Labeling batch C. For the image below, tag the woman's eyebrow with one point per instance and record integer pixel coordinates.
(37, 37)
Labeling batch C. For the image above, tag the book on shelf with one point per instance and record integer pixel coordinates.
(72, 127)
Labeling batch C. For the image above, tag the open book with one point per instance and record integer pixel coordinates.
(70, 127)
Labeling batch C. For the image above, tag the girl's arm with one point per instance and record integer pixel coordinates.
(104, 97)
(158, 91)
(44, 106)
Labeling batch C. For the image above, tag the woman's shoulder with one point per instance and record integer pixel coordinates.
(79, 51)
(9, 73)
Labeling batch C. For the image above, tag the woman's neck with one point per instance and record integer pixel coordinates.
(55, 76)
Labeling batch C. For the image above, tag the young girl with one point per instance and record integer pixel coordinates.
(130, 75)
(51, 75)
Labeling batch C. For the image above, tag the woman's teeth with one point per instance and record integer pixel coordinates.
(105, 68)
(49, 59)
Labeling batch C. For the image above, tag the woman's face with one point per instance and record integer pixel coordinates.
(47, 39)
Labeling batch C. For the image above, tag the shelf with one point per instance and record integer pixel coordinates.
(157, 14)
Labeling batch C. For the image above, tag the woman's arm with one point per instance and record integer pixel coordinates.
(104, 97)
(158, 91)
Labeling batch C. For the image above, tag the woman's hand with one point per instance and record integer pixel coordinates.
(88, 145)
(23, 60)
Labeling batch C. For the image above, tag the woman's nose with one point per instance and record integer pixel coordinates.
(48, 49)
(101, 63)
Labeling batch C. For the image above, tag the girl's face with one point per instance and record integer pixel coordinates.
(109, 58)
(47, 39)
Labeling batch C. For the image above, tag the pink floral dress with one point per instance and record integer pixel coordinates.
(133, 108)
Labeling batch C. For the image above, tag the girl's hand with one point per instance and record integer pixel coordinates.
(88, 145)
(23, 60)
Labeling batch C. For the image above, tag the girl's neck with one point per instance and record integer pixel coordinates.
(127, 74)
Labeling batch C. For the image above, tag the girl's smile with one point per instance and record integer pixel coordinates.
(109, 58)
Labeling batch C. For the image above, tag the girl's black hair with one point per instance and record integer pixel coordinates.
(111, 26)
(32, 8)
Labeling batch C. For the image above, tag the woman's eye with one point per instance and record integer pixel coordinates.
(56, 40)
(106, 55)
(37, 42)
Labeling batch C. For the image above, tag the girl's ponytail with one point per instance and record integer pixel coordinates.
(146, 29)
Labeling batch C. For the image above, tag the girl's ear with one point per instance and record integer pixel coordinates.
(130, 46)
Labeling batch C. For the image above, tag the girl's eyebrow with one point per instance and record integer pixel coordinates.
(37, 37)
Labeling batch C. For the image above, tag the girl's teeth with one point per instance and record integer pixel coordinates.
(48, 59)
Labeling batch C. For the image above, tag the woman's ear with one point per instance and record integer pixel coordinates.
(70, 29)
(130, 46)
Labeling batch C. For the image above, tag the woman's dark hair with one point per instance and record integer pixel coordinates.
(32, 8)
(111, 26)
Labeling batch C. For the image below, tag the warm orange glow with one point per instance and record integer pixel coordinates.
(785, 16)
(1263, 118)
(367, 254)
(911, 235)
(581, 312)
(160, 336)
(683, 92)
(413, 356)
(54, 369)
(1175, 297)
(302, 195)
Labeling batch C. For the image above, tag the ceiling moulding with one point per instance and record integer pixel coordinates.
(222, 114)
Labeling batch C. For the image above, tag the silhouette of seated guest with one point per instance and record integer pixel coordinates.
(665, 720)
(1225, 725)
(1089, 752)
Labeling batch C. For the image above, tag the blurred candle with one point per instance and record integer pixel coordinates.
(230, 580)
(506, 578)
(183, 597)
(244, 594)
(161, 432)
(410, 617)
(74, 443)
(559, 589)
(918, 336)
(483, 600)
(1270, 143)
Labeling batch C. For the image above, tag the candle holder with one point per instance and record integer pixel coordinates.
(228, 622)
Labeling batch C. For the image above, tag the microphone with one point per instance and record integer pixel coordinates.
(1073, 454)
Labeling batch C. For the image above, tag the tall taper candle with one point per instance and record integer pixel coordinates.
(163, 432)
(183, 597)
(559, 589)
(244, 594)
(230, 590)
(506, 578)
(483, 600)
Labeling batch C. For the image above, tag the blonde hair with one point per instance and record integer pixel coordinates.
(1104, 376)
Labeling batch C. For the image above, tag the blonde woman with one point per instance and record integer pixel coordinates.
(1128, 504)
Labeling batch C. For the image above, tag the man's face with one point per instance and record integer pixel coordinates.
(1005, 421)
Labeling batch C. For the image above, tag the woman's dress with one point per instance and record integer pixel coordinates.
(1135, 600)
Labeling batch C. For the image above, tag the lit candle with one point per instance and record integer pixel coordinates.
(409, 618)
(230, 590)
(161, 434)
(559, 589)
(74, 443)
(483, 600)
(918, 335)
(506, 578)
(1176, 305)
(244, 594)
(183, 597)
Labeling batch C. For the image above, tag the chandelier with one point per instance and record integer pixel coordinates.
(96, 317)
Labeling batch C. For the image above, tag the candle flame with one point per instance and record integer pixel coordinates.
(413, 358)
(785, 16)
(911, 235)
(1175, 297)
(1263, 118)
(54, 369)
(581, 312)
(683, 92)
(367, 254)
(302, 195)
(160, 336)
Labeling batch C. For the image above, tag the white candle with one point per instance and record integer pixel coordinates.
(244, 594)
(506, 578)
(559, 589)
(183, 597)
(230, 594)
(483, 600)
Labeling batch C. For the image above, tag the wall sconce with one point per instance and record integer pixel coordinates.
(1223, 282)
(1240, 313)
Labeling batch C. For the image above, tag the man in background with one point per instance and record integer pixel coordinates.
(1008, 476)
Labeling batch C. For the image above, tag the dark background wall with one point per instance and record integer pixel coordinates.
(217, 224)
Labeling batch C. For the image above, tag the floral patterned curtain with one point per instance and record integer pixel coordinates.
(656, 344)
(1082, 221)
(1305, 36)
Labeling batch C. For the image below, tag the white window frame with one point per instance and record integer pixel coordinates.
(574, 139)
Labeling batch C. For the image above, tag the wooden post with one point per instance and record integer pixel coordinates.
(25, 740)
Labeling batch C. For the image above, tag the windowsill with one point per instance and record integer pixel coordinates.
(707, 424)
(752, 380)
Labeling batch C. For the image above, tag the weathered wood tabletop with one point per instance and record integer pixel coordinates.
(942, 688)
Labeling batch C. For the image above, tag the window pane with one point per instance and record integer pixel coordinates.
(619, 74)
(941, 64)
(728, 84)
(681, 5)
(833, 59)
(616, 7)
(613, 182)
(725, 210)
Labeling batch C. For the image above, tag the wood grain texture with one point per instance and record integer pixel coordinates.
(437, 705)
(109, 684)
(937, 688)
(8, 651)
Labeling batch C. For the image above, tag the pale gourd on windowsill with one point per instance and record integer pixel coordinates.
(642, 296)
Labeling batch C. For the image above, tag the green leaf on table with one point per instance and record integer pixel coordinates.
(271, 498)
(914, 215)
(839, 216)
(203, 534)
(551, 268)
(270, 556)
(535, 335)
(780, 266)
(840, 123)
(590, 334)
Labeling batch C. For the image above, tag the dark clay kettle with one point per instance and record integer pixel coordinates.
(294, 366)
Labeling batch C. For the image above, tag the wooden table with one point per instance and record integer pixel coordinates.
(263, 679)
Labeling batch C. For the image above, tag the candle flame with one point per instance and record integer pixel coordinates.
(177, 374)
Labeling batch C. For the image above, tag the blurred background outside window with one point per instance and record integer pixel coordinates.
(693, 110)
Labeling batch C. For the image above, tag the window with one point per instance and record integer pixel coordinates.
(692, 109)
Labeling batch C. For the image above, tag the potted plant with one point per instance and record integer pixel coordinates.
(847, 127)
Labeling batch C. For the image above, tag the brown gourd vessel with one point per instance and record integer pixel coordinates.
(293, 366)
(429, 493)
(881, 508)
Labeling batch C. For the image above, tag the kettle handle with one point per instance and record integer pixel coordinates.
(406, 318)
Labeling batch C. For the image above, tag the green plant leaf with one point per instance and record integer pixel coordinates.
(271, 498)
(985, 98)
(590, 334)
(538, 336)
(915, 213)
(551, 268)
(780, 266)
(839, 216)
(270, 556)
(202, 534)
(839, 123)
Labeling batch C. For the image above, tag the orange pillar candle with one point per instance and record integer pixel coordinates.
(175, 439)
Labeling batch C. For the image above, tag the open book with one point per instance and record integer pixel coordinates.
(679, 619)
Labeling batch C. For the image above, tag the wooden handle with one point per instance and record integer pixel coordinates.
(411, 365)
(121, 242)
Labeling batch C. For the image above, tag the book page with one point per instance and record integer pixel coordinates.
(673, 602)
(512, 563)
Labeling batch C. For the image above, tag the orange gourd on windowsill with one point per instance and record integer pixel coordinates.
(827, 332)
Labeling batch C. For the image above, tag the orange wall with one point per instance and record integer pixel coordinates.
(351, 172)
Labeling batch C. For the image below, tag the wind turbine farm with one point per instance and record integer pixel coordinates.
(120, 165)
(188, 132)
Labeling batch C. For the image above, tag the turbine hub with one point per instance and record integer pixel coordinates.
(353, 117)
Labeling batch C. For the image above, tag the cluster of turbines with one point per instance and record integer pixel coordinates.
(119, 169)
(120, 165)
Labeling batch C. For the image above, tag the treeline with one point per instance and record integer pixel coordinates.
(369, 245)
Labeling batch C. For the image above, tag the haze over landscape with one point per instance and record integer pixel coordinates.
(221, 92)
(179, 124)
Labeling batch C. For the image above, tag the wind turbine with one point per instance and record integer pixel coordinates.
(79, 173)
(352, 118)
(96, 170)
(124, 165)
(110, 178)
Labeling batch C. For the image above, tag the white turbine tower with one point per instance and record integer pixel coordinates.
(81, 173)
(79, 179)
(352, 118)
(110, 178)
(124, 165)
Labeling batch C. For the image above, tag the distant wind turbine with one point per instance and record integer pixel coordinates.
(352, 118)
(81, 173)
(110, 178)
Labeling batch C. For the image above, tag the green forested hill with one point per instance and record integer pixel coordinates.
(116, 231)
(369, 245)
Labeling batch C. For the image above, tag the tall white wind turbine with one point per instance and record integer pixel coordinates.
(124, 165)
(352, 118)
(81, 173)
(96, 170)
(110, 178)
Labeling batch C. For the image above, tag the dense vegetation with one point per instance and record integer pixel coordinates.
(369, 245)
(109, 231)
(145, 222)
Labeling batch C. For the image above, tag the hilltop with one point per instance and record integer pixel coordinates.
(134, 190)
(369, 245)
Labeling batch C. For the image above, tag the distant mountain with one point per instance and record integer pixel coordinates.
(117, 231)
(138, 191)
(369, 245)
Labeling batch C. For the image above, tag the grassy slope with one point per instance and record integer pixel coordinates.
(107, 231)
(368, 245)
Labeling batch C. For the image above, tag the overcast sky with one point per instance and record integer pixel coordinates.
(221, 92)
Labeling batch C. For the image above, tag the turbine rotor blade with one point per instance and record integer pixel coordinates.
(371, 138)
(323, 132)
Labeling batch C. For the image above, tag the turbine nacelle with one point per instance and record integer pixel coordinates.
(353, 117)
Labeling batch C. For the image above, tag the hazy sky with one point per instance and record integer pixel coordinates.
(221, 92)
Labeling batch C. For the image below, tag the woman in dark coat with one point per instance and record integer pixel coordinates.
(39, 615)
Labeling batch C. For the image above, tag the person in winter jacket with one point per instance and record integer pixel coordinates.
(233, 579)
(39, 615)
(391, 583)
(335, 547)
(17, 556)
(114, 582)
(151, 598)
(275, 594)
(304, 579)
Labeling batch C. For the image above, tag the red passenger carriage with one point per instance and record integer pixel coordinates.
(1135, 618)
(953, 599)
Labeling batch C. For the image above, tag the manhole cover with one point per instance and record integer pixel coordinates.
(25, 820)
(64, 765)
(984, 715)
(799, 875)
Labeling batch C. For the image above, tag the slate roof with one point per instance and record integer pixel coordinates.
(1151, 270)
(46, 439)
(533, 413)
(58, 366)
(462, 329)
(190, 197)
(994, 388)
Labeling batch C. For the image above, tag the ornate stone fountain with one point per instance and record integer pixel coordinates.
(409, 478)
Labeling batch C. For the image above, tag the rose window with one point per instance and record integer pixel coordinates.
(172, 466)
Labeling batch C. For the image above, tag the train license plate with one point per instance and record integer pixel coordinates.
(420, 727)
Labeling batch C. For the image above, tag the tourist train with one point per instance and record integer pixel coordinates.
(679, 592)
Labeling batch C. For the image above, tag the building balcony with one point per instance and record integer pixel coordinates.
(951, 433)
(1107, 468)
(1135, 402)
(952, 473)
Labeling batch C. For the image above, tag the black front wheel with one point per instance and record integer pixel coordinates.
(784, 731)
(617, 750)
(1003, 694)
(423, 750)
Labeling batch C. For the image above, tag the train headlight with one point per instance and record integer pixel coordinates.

--

▶ Exercise aim:
Reproduce word for word the part of the rows that opens with the line containing "Labeling batch C. For the image below, tag the warm" and closes with the line containing "(1135, 600)", keeping both of those lines.

▶ Solution to this exercise:
Labeling batch C. For the image below, tag the warm orange glow with one point per instance and record integer pixel coordinates.
(785, 16)
(1263, 118)
(367, 254)
(911, 235)
(581, 312)
(160, 336)
(683, 92)
(413, 356)
(54, 369)
(1175, 297)
(302, 195)
Labeling batch C. For the image above, tag the ceiling moulding with one point per instance and record integer pixel coordinates.
(222, 114)
Labeling batch C. For the image above, tag the silhouette of seated guest with one point per instance and record integer pixel coordinates.
(665, 720)
(1225, 725)
(1089, 752)
Labeling batch C. For the image above, tag the blurred candle with one point per instance and record integer pixel coordinates.
(230, 580)
(506, 578)
(183, 597)
(244, 594)
(161, 432)
(410, 617)
(74, 443)
(559, 589)
(918, 336)
(483, 600)
(1270, 143)
Labeling batch C. For the image above, tag the candle holder with one point per instance and record integer pixel coordinates.
(228, 622)
Labeling batch C. For the image above, tag the microphone with one point per instance and record integer pixel coordinates.
(1073, 454)
Labeling batch C. For the image above, tag the tall taper candle with one point per instance and record integer pixel coordinates.
(163, 432)
(183, 597)
(559, 589)
(244, 594)
(230, 590)
(506, 578)
(483, 600)
Labeling batch C. For the image above, tag the blonde hair with one point per instance and record integer pixel coordinates.
(1104, 376)
Labeling batch C. For the image above, tag the blonde woman with one point per instance and record integer pixel coordinates.
(1128, 504)
Labeling batch C. For the image above, tag the man's face with one point per instance and record integer pixel coordinates.
(1005, 421)
Labeling batch C. For the image above, tag the woman's dress with one point per instance and record integer pixel coordinates.
(1135, 600)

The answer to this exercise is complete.